- _Given instruction 1_:
In the text on Virginia death records, which organization sponsors the Death Records Indexing Project?
- _Given instruction 2_:
Please copy word for word the part of the text on Virginia death records starting at "Currently index entries" and ending at "the original reference.".

- _Excerpted passage_:
[start]

It is not unusual to find information missing from the records. If an infant had not yet been named at the time of death, the entry would record only the surname or note "Smith, Infant." The terms "Unnamed," "No name," and "Not named" are also used. Only the given name of a slave is recorded. Only the month appears for the date of death in some instances. The names of parents of the deceased are frequently omitted or unreliable since the person giving the information may not have known the names. Causes of death frequently are not known.

The Death Records Indexing Project

The Death Records Indexing Project is sponsored by the Virginia Genealogical Society. More than 60 volunteers, working in 15 states, are in the process of indexing the microfilmed versions of the local registers as part of a long-term, state-wide project to provide better access to local death records. Each index entry provides the name of the deceased, the date of death, information about slaves and slave owners if present, and the year and page number of the register where the death is recorded. As already mentioned, some information may not be available and some may vary from locality to locality. Once a city or county has been completed, database records are created from the indexing information and made available online via the Library of Virginia's Digital Library Program. The online database is fully keyword searchable and currently contains over 46,000 entries. The Virginia Genealogical Society volunteer coordinator for this project is Emily Rusk

Counties Represented in the Database

Currently index entries for the following cities and counties can be found in the database:

Format of Original Documents

Microfilmed copies are available at the Library of Virginia. The originals registers are not served to the public. There are over 200 reels of microfilm. The film is arranged by county, by year within each county, and then usually chronologically (some are arranged alphabetically). There are usually less than 25 frames per any one year. The pages on the microfilmed copies are not numbered. The indexers, however, have supplied page numbers for each index entry in order to facilitate locating the original reference.

The microfilm was made in the 1940s, and many pages are difficult to read. Also many of the registers are duplicated in the Library's collection of county court records on microfilm, which is available through Interlibrary Loan. These reels are sometimes easier to read. See Related Resources below.

[end]

- _Excerpted records_:
[start]

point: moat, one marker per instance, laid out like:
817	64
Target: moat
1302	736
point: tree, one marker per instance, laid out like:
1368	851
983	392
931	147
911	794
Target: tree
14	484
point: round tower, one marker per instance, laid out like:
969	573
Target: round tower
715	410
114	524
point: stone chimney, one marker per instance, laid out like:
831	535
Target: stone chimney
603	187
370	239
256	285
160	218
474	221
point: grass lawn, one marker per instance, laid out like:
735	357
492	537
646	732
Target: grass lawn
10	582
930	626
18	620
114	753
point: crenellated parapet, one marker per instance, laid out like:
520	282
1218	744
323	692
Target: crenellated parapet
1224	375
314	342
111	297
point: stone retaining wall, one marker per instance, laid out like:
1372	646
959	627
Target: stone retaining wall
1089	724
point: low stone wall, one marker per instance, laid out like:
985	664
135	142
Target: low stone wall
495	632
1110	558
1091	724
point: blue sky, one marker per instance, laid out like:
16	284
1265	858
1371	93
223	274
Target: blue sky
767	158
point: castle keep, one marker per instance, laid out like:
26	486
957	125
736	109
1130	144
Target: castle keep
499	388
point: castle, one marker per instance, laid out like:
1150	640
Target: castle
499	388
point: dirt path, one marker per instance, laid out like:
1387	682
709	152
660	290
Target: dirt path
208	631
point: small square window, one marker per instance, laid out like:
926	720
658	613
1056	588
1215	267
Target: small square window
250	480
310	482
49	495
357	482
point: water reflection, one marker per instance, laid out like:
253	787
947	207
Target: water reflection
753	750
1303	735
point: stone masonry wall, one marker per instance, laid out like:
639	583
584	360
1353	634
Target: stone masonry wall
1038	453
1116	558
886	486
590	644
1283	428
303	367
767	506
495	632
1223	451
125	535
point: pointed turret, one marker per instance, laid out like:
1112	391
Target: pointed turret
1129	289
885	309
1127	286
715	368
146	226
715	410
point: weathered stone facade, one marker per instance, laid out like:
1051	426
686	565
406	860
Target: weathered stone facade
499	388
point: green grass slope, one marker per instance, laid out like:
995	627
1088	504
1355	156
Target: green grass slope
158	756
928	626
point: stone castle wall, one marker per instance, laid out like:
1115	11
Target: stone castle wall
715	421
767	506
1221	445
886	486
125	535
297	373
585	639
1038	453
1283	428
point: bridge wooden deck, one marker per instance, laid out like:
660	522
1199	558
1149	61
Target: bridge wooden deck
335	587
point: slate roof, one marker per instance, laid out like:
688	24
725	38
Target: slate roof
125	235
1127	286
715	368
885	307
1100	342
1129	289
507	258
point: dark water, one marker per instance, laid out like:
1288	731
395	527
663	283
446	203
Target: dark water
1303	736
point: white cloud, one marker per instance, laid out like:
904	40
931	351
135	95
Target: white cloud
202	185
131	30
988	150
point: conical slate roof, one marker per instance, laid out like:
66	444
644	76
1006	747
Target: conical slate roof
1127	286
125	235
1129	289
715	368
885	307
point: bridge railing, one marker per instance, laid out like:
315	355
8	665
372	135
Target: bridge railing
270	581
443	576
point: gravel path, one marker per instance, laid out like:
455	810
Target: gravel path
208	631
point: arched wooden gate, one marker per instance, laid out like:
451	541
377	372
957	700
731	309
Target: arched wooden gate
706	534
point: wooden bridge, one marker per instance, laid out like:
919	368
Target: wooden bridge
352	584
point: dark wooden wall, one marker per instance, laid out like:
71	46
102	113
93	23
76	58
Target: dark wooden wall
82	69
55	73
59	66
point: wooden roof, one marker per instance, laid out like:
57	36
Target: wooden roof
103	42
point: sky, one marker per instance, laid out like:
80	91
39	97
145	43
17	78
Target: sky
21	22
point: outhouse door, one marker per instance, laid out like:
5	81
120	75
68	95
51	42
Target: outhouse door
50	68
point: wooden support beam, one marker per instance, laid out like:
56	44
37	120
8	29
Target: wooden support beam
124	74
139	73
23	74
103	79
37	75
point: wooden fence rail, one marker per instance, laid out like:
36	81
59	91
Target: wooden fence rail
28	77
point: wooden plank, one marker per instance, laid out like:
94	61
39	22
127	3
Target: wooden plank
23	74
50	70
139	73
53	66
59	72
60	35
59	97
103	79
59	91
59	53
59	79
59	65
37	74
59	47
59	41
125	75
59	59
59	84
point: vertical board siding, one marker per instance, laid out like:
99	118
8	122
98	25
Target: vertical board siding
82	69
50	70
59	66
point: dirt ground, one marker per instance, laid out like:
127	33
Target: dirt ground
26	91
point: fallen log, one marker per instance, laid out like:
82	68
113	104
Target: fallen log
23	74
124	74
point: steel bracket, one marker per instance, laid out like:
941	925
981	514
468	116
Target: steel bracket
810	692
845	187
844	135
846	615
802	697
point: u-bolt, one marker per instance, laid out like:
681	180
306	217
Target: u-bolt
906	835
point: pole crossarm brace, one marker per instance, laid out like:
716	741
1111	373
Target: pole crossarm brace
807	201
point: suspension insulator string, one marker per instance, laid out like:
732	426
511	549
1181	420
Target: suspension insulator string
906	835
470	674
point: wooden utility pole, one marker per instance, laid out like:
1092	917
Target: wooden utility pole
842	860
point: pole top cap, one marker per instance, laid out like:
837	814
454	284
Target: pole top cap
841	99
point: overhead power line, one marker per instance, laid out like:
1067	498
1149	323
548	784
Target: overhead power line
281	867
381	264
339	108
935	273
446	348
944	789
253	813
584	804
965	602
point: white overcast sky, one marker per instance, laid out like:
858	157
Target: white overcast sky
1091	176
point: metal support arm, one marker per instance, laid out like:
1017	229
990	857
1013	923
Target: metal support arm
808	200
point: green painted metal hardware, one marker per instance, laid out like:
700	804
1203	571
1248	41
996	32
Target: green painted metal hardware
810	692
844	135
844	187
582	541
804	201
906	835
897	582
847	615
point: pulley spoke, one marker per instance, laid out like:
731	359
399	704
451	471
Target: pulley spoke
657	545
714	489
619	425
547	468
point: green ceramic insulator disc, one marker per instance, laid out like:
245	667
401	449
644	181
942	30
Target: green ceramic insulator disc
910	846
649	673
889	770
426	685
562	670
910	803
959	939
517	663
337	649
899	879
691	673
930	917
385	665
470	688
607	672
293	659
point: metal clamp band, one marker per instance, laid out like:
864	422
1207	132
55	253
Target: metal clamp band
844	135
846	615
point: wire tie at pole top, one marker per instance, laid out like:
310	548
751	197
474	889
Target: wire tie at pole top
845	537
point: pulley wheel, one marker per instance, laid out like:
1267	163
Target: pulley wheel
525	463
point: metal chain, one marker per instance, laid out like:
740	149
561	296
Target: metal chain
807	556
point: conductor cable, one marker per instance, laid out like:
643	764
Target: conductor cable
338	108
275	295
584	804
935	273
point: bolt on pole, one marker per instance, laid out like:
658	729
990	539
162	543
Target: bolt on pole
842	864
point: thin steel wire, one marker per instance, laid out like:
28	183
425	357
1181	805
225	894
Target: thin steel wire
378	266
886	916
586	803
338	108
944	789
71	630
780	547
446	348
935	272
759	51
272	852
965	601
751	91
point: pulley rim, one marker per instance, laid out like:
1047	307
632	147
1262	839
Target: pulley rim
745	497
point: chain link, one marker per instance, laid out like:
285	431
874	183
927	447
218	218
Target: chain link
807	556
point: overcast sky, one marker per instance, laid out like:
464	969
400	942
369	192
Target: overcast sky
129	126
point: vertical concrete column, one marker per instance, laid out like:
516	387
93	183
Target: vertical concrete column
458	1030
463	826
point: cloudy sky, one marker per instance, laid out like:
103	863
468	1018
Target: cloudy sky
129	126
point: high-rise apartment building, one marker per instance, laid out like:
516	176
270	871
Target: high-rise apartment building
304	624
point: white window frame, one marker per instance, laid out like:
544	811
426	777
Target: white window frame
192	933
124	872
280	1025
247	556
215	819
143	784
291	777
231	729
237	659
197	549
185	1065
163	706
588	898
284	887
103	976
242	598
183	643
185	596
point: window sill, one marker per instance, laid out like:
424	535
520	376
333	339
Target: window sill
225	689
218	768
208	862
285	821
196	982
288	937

[end]

- _Written solution 1_:
The Virginia Genealogical Society.

- _Written solution 2_:
Currently index entries for the following cities and counties can be found in the database:

Format of Original Documents

Microfilmed copies are available at the Library of Virginia. The originals registers are not served to the public. There are over 200 reels of microfilm. The film is arranged by county, by year within each county, and then usually chronologically (some are arranged alphabetically). There are usually less than 25 frames per any one year. The pages on the microfilmed copies are not numbered. The indexers, however, have supplied page numbers for each index entry in order to facilitate locating the original reference.